### [What you need to do]
Please update the lines from the one containing "Would you mind indicating the bell" through the end of the lines, swapping "marker" for "point" and changing nothing else. Return only those lines.

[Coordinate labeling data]
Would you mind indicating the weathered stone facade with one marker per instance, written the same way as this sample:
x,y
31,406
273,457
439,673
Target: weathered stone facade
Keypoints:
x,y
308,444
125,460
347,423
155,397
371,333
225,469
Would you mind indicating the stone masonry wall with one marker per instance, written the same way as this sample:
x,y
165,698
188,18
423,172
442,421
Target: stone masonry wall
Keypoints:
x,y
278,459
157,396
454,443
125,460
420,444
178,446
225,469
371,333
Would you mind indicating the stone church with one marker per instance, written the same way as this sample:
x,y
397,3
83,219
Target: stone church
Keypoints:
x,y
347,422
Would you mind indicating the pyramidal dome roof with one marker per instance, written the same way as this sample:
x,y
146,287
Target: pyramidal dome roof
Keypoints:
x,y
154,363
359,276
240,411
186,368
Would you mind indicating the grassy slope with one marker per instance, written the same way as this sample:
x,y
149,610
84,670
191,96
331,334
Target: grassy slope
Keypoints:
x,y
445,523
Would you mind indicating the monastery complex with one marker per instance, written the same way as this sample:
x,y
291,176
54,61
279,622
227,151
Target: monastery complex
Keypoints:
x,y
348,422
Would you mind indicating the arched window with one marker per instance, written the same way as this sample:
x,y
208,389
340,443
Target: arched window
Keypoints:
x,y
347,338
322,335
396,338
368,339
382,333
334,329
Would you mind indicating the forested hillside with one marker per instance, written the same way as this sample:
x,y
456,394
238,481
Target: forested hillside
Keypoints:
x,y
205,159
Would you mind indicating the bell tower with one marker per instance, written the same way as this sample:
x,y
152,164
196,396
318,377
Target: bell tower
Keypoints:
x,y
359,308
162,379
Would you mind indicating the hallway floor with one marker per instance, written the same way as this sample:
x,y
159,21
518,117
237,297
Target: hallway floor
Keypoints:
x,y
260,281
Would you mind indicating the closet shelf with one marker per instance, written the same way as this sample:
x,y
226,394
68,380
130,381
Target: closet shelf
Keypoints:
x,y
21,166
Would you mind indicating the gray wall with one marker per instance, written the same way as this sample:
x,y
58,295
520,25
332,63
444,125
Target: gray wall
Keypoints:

### [Task result]
Would you mind indicating the bell tower with one point per instance, written the same way as this sample:
x,y
152,164
196,396
318,377
Target: bell tower
Keypoints:
x,y
359,308
162,379
Would you mind indicating the hallway floor with one point per instance, written the same way as this sample:
x,y
159,21
518,117
237,297
Target: hallway floor
Keypoints:
x,y
260,281
Would you mind indicating the closet shelf with one point per instance, written the same way as this sample:
x,y
226,394
68,380
130,381
Target: closet shelf
Keypoints:
x,y
21,166
Would you mind indicating the gray wall with one point per instance, written the same way as this sample:
x,y
58,295
520,25
332,63
444,125
Target: gray wall
Keypoints:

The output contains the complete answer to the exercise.